Extract every entry word for word. Skip the pictures.

[Exercise material — start]

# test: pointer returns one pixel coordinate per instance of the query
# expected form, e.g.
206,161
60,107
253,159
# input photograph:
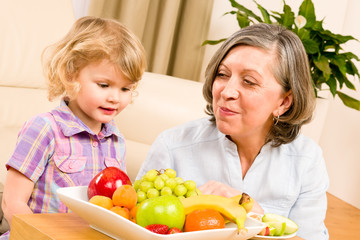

[Exercise material — finish]

:: Answer below ::
# test: pointer returns one pixel coordinate per instance of the query
# expected form, e.g.
206,161
60,107
253,159
# input photograph:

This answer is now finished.